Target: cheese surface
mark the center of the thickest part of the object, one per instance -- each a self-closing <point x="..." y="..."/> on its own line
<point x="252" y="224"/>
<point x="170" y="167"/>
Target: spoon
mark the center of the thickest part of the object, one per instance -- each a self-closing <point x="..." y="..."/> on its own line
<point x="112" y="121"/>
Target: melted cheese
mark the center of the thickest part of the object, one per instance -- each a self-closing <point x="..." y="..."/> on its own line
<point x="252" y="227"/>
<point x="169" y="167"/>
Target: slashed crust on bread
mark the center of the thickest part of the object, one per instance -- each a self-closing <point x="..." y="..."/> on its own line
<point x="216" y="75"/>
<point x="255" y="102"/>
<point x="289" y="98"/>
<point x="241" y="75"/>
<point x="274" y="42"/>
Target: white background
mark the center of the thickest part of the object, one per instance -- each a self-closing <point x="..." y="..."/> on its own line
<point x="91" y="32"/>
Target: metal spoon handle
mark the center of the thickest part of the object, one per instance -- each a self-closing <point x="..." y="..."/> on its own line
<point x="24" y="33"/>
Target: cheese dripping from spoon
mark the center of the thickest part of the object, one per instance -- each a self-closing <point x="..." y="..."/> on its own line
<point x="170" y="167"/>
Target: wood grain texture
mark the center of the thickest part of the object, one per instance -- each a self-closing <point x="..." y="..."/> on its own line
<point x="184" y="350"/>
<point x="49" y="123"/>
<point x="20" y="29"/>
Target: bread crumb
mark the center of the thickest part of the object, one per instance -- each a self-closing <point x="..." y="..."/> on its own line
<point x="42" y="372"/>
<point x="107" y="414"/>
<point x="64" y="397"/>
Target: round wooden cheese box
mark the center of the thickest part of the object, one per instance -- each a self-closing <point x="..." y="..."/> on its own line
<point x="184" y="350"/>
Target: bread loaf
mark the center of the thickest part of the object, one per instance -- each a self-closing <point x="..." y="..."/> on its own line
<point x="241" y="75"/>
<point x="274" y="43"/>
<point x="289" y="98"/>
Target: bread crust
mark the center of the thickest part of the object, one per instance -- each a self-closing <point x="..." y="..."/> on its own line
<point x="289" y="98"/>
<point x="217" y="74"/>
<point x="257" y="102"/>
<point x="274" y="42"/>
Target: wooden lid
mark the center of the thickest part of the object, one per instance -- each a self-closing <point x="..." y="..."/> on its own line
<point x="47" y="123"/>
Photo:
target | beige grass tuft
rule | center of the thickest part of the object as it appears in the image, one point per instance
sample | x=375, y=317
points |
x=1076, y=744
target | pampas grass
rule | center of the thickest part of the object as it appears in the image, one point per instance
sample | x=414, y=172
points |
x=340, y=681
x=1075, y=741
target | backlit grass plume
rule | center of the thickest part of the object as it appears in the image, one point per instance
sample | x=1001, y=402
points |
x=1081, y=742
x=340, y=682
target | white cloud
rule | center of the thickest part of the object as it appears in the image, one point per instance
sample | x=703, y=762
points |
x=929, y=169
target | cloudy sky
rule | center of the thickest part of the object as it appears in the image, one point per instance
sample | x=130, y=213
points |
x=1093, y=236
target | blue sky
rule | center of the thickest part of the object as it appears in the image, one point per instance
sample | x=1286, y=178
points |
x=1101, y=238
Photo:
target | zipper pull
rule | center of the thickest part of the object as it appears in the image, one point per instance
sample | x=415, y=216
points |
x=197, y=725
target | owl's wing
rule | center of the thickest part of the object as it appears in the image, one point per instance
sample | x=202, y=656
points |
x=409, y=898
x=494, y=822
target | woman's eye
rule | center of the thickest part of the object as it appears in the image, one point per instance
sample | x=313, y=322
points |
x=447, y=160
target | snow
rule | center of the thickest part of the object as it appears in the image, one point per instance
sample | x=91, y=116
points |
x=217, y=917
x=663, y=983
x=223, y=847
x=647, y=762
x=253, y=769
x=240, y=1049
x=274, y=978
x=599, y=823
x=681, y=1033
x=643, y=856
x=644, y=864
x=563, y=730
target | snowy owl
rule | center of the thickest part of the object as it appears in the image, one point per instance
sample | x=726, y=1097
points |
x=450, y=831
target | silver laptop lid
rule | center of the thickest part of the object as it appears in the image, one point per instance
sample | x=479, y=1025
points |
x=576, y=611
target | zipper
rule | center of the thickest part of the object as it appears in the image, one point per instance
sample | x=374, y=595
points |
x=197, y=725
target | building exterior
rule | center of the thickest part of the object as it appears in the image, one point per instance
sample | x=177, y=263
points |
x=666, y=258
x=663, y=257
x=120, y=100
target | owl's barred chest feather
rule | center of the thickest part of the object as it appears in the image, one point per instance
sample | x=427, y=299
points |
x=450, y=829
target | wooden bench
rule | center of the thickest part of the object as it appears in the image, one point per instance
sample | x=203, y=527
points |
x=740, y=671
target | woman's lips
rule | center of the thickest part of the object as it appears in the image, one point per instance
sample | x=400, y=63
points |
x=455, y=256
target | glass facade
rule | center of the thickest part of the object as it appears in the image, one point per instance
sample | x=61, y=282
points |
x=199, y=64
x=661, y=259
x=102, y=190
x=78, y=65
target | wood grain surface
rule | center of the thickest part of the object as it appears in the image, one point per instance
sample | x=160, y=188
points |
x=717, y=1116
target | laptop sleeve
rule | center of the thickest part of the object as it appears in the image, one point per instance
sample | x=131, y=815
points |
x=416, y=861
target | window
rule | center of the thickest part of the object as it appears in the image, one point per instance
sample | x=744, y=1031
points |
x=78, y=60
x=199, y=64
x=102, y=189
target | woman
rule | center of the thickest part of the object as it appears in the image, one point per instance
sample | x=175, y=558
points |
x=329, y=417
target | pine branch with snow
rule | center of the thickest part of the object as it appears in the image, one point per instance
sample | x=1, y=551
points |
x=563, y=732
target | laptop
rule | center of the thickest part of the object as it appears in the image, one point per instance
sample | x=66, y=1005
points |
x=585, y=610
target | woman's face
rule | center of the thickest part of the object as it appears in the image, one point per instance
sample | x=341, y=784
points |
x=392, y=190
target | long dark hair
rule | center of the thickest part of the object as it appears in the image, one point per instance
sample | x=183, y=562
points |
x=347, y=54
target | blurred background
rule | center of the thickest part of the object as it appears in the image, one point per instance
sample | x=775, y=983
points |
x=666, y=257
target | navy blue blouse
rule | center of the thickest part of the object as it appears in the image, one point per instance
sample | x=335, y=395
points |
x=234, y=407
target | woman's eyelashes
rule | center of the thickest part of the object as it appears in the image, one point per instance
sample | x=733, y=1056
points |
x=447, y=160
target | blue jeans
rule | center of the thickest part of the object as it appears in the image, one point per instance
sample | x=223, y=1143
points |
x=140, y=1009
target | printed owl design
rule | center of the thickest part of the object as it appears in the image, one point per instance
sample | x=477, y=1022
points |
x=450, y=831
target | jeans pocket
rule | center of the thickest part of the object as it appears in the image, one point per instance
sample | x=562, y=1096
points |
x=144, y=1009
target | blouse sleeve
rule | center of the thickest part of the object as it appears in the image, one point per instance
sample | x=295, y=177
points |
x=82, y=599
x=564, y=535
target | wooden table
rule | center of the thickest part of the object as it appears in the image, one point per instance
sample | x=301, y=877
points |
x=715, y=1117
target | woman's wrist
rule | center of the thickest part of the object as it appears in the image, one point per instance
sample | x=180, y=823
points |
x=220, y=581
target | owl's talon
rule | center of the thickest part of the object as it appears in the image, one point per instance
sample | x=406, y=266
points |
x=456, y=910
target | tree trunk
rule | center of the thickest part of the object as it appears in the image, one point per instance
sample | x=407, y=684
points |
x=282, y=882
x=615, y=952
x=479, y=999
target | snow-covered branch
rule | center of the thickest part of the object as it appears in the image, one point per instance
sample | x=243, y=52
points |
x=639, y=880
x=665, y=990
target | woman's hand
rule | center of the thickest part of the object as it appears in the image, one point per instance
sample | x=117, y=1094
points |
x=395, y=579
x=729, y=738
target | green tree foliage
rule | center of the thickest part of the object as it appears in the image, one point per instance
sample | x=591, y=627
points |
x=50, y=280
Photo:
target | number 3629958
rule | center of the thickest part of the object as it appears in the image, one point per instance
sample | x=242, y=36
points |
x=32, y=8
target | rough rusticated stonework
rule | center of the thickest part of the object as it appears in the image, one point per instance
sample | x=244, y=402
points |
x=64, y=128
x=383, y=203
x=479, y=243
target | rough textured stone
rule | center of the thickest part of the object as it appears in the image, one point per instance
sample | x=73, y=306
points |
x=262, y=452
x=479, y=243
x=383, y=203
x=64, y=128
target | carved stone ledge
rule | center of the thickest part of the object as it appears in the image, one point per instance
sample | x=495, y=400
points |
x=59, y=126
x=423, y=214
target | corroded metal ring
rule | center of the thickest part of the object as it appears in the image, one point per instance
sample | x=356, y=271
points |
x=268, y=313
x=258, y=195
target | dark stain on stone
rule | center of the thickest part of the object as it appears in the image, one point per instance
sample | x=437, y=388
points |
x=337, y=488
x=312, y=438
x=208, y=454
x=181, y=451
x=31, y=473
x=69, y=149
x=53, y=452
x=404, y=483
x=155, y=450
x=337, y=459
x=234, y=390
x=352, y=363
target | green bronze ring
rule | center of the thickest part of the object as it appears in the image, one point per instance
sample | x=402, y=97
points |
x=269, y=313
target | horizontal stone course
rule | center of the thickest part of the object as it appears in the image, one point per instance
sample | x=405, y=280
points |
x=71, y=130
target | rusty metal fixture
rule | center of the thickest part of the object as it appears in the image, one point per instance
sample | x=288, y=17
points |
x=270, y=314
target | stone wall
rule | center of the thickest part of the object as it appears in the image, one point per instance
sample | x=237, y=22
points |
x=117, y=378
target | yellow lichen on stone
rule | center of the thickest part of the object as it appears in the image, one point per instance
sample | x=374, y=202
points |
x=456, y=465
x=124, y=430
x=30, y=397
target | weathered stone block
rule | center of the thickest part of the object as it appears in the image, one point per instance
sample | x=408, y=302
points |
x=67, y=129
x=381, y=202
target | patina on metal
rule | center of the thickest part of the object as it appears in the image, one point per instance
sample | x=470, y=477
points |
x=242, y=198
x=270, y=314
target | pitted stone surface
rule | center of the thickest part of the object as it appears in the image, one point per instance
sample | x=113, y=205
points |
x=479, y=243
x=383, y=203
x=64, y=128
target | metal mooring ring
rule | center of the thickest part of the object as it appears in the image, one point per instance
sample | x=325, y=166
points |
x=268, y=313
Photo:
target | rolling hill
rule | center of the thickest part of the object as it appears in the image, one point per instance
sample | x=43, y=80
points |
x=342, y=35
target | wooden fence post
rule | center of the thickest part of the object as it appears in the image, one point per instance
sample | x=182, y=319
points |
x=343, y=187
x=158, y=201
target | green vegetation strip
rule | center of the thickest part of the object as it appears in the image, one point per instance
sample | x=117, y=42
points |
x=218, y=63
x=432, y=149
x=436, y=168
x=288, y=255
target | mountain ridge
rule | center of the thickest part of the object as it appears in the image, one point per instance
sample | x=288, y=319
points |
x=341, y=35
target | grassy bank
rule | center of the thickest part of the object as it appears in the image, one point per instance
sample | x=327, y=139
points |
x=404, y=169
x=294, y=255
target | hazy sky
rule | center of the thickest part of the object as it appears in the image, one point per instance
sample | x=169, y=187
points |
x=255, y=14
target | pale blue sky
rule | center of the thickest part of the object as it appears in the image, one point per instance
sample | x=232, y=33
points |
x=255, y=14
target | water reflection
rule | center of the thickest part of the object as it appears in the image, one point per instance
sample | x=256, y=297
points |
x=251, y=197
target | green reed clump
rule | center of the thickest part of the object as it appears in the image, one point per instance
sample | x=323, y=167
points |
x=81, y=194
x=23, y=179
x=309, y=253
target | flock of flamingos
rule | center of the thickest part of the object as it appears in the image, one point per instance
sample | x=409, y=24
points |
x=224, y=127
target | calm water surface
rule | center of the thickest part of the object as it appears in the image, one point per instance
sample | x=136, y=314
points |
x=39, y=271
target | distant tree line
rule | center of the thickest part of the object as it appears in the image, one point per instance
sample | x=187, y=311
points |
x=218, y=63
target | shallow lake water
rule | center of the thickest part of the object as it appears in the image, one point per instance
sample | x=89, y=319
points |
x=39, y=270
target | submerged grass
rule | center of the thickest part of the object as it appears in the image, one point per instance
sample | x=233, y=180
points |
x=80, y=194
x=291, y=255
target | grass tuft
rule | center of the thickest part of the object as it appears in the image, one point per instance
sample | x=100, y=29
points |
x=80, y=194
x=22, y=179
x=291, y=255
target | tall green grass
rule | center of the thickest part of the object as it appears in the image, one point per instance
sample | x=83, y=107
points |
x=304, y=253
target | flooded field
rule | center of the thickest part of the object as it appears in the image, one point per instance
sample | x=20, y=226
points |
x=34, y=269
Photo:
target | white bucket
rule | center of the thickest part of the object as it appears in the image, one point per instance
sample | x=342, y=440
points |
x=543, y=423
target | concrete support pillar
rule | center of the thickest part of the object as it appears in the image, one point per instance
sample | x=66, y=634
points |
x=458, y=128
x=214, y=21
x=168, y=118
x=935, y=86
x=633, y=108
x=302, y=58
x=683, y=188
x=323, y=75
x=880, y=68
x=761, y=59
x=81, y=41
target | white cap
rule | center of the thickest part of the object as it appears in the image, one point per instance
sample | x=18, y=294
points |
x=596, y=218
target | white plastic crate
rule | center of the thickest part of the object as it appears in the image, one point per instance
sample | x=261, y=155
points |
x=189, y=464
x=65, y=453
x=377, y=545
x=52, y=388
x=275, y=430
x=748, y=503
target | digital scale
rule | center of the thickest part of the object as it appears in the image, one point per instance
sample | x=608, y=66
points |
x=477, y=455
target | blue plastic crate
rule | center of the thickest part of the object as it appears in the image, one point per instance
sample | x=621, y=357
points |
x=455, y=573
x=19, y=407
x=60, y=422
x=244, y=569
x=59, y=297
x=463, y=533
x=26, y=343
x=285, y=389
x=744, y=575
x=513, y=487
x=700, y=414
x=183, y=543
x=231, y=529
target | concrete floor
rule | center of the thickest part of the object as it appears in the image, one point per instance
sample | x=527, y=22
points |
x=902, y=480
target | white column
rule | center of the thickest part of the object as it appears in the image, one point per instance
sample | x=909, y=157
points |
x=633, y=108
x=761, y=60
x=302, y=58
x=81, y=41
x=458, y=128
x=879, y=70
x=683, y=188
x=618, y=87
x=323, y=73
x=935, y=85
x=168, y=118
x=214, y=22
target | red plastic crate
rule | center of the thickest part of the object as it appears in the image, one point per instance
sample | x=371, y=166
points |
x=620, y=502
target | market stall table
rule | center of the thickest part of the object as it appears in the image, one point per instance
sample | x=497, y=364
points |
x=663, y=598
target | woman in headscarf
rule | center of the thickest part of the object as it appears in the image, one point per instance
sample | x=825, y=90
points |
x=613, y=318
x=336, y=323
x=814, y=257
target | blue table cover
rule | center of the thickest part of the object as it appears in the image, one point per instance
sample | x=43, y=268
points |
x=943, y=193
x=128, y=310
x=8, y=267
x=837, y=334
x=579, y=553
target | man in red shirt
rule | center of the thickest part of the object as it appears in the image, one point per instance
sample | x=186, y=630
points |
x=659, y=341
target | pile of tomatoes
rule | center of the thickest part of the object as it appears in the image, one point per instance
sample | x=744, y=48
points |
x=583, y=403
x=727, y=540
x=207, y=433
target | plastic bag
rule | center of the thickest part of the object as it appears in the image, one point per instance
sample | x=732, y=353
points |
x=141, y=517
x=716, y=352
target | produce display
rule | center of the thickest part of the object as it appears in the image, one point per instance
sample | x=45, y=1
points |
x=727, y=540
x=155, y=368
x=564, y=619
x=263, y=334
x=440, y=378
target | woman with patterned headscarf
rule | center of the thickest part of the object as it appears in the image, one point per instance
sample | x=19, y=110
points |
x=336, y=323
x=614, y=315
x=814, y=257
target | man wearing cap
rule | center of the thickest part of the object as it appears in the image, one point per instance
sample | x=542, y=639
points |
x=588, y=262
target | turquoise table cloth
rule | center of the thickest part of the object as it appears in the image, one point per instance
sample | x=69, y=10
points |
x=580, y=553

===

_About this exercise_. Only the lines above from the one with "target | rolling hill" up to and including the one with "sample | x=117, y=42" should be repeated, exactly as written.

_Task output_.
target | rolling hill
rule | center of the thickest part of the object as it appears in the image, one point per instance
sample | x=43, y=80
points |
x=342, y=35
target | wooden fence post
rule | center of the thickest part of the object as it appears in the image, one point per instance
sample | x=182, y=319
points |
x=343, y=187
x=158, y=201
target | green vegetation strip
rule | center of the thickest part of the object as it appears in the image, one point per instance
sample | x=117, y=42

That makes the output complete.